*Exercise instructions*:
1. The passage on typesetting Hearn's work names possible sources of the rare typographical marks. List them.
2. Write the next part of the passage on typesetting Hearn's work, starting after its final sentence.

*Selected text*:
────────

I consider it my duty as an editor and typesetter to present Hearn’s work as close as possible to what a reader of his era would experience, all while making the necessary concessions when the layout is erratic or difficult to read. I will let others judge whether I’ve succeeded, but the exercise is fulfilling in of itself, a requisite for doing this kind of work, since readers rarely notice details in book design unless they fail in some catastrophic way. Recognition is overrated. It’s not a bad outcome at all if the labor remains invisible.
Part of what motivates me to retain the rarer typographical marks in Hearn’s work, along with the preservationist impulse, is how well these marks match up with the content of the stories. Whoever put them there—whether that was Hearn, his editor, or the book designer—they often have a clear ironic intent, especially when it comes to sex. Uncharacteristic for a male writer of his era, Hearn was frank and unsparing about hypocrisy in that regard. Many of the tales in Shadowings and elsewhere revolve around women who are betrayed by their husbands and lovers. A more straightforward translation or retelling might romanticize the suffering of these women, but Hearn actively intervenes, questioning the ethical grounding of the stories.

────────

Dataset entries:

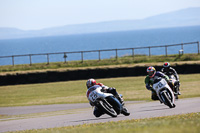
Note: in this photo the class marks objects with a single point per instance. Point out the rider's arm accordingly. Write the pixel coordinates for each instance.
(162, 70)
(164, 76)
(148, 86)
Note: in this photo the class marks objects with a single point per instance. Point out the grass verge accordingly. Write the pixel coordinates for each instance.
(104, 62)
(132, 88)
(185, 123)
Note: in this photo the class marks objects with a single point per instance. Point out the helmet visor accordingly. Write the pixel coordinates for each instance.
(150, 73)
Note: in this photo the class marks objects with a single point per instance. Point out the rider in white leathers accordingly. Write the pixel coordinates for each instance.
(106, 89)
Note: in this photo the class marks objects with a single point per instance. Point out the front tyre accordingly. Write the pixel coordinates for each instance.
(166, 100)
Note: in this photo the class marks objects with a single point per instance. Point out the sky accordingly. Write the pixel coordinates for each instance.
(40, 14)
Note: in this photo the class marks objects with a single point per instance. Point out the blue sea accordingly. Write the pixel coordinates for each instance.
(99, 41)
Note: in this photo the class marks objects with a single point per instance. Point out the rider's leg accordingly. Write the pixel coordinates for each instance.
(154, 96)
(114, 92)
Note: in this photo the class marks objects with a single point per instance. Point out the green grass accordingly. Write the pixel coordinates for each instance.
(132, 88)
(185, 123)
(105, 62)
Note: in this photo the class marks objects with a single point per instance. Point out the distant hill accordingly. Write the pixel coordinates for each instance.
(181, 18)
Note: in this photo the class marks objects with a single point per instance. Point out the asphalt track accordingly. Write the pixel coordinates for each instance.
(77, 114)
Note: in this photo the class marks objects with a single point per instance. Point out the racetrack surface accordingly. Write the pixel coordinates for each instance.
(83, 113)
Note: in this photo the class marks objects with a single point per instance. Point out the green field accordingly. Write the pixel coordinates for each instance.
(132, 88)
(185, 123)
(125, 60)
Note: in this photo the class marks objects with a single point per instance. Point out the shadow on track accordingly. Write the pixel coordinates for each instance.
(97, 119)
(153, 109)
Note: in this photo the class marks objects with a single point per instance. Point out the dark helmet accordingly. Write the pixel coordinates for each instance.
(151, 71)
(90, 83)
(166, 65)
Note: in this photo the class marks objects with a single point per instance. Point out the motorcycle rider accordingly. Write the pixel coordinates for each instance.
(152, 74)
(91, 82)
(168, 70)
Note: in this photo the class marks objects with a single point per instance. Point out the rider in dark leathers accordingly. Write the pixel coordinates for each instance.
(171, 71)
(106, 89)
(152, 74)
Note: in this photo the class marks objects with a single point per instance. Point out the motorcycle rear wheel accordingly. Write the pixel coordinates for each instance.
(166, 100)
(107, 109)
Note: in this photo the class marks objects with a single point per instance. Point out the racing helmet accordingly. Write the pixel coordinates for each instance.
(151, 71)
(90, 83)
(166, 65)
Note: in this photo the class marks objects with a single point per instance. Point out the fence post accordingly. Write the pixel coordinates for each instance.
(149, 51)
(99, 55)
(65, 57)
(47, 59)
(182, 48)
(165, 50)
(116, 55)
(82, 56)
(133, 52)
(13, 61)
(198, 46)
(30, 59)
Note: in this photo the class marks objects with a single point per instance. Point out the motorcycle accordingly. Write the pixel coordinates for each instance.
(164, 92)
(105, 102)
(176, 85)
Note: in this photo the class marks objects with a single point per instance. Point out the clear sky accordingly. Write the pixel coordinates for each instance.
(39, 14)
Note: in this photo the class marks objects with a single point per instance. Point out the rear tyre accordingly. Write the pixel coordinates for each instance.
(107, 109)
(166, 100)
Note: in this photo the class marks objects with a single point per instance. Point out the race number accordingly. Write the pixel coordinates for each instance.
(93, 96)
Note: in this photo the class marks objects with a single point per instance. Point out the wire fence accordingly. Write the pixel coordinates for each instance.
(81, 54)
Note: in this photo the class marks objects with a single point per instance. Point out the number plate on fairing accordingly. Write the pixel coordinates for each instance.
(93, 96)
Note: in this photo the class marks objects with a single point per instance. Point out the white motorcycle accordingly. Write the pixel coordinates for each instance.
(164, 92)
(105, 102)
(176, 85)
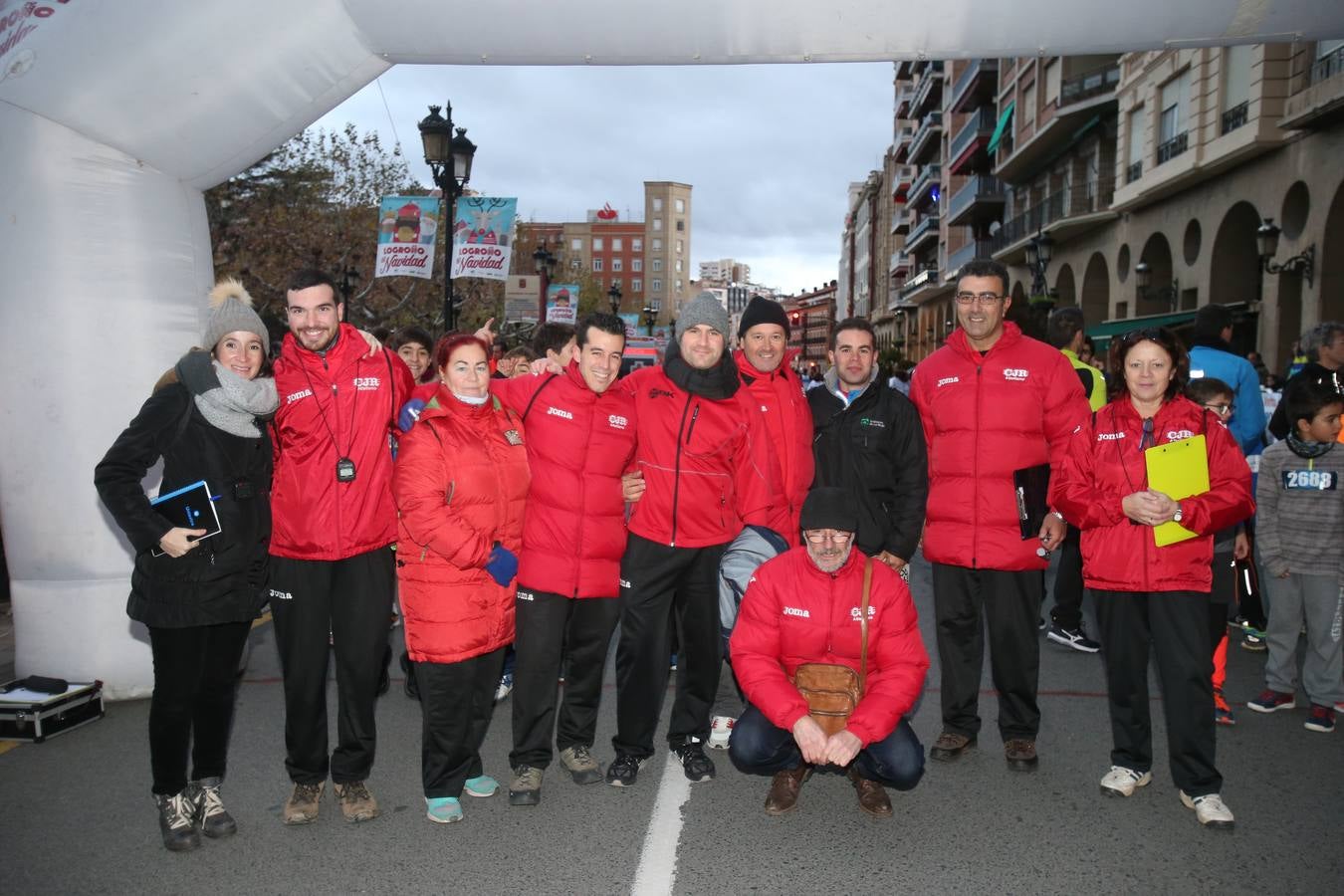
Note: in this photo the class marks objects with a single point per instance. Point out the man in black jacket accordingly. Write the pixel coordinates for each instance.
(870, 442)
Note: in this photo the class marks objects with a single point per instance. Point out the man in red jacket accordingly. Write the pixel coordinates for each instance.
(764, 338)
(705, 473)
(580, 439)
(334, 519)
(992, 402)
(803, 606)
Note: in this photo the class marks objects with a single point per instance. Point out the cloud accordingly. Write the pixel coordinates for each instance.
(769, 149)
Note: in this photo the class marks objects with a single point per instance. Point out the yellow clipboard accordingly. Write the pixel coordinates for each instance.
(1178, 470)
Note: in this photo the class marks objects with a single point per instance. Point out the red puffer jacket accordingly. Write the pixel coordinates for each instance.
(460, 484)
(705, 464)
(984, 416)
(787, 421)
(1104, 464)
(352, 415)
(578, 445)
(794, 612)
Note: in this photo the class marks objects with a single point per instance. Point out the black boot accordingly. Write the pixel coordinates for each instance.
(211, 815)
(177, 822)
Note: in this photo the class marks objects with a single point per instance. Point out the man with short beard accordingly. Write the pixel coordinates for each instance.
(702, 456)
(870, 442)
(803, 606)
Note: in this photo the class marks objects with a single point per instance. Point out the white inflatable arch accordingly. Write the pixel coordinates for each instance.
(115, 115)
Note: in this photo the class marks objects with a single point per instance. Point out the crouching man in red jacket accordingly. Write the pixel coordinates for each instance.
(803, 606)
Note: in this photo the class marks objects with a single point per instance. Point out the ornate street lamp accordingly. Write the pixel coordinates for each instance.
(449, 158)
(1266, 242)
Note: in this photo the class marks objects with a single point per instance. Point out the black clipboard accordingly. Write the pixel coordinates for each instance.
(1031, 489)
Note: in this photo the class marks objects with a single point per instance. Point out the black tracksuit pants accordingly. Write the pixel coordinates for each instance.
(1176, 626)
(553, 629)
(192, 706)
(457, 700)
(1008, 603)
(323, 607)
(657, 579)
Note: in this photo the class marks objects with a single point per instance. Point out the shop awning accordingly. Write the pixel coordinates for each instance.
(1005, 117)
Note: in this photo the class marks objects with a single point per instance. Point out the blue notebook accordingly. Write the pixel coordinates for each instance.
(190, 507)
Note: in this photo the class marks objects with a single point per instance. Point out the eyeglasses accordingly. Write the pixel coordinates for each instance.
(984, 299)
(818, 537)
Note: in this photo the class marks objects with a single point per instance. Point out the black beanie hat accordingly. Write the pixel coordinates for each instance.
(828, 508)
(763, 311)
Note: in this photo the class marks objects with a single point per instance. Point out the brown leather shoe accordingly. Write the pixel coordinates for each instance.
(784, 790)
(951, 746)
(872, 796)
(1020, 754)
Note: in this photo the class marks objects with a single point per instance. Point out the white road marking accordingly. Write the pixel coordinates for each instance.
(657, 858)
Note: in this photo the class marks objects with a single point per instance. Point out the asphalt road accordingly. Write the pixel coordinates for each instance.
(76, 814)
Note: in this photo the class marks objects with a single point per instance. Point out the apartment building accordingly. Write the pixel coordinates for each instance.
(648, 261)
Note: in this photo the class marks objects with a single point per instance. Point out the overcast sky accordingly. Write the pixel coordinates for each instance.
(769, 149)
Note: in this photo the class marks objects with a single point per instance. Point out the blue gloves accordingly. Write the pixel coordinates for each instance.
(410, 412)
(502, 564)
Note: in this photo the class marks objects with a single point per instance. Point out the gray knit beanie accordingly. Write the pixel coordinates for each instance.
(705, 308)
(230, 311)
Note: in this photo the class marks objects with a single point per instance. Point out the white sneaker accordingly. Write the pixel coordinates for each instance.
(1124, 782)
(721, 729)
(1210, 810)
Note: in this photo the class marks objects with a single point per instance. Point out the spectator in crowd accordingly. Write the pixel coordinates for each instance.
(1213, 354)
(803, 607)
(198, 595)
(764, 338)
(870, 443)
(457, 559)
(331, 561)
(992, 402)
(1301, 542)
(1064, 331)
(1325, 344)
(580, 439)
(702, 461)
(1153, 598)
(414, 346)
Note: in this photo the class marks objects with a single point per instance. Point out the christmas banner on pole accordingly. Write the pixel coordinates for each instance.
(481, 243)
(406, 230)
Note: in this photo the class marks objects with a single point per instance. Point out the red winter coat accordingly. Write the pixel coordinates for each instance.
(578, 445)
(460, 484)
(986, 416)
(787, 421)
(314, 516)
(705, 464)
(1104, 464)
(794, 612)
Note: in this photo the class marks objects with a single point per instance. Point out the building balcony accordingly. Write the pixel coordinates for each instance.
(979, 202)
(1235, 117)
(971, 251)
(975, 87)
(901, 219)
(929, 177)
(924, 145)
(1083, 101)
(1171, 148)
(928, 91)
(1321, 101)
(922, 234)
(968, 150)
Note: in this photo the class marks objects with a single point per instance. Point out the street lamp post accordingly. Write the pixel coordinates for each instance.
(449, 158)
(544, 262)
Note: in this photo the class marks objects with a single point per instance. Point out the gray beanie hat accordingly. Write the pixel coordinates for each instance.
(230, 311)
(705, 308)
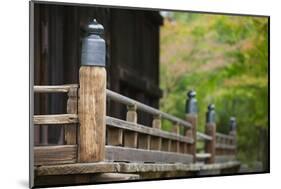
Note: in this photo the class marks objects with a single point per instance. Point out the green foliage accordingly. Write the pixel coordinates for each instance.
(225, 59)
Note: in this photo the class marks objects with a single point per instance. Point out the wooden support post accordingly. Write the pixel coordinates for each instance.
(210, 146)
(92, 96)
(155, 142)
(70, 134)
(191, 116)
(130, 137)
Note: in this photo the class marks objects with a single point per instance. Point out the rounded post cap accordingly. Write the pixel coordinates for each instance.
(94, 28)
(232, 119)
(211, 107)
(191, 94)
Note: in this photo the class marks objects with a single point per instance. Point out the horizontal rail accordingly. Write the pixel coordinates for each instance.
(113, 167)
(50, 155)
(55, 119)
(220, 135)
(115, 153)
(110, 121)
(225, 146)
(53, 88)
(202, 136)
(224, 158)
(130, 102)
(203, 155)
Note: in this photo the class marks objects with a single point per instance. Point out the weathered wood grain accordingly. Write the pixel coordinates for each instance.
(48, 155)
(70, 132)
(55, 119)
(156, 142)
(192, 118)
(210, 147)
(224, 158)
(114, 122)
(114, 153)
(225, 146)
(110, 167)
(91, 111)
(131, 137)
(114, 136)
(144, 141)
(54, 88)
(140, 106)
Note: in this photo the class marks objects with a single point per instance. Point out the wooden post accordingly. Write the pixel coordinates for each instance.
(191, 116)
(92, 96)
(210, 146)
(155, 142)
(130, 137)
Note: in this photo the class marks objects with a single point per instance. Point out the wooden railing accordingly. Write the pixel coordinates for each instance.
(129, 141)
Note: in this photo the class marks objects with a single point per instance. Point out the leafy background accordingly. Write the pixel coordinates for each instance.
(225, 60)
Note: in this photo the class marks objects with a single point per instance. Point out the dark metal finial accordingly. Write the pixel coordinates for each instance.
(94, 28)
(93, 46)
(232, 123)
(211, 114)
(191, 103)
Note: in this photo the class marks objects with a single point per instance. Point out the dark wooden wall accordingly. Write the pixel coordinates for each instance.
(132, 59)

────────

*Results*:
1. Hearn, his editor, the book designer

2.
This criticism is particularly sharp and humorous in “Corpse-Rider”, a gruesome tale in which a practitioner of Chinese traditional medicine advises an unfaithful husband, who fears being killed by dead wife’s vengeful spirit, to ride atop her reanimated corpse until sunrise. He succeeds and survives, at least according to legend, and this elicits an amusing mixture of outrage and pedantry from Hearn:
The conclusion of this story I do not think to be morally satisfying. It is not recorded that the corpse-rider became insane, or that his hair turned white: we are told only that “he worshipped the inyōshi [the Chinese medicine practitioner] with tears of gratitude.” A note appended to the recital is equally disappointing. “It is reported,” the Japanese author says, “that a grandchild of the man [who rode the corpse] still survives, and that a grandson of the inyōshi is at this very time living in a village called Otokunoi-mura [probably pronounced Otonoi-mura].”
This village-name does not appear in any Japanese directory of to-day. But the names of many towns and villages have been changed since the foregoing story was written.
This section is marked by another fascinating device, the asterism (⁂), a cluster of three asterisks that has the same function as a dinkus. From a print production standpoint, the variation is an inconvenience. Unicode, an encoding standard that allows the display of those rare characters, is not supported in Adobe Creative Suite, the graphic design software that I use. Very few fonts support them also, and I have to wade through the morass of program support pages and professional forums to find what I need—that or paste an asterism as a vector image, a task that comes with its own set of obstacles.
In the end, I was able to find a dinkus and an asterism that I liked. With the preliminary work done, I can lay out the book in ernest, which is very satisfying, like racing downhill on a bicycle. Nevertheless, I always get a sense of whiplash whenever I get back to work after having a bout of bad health. I feel as though I’ve been slacking—maybe I have. You can luxuriate in pain as well as in pleasure. But you can also luxuriate in persnickety details. They’re the pharmakon that binds together all those poorly set, loosely knitted words.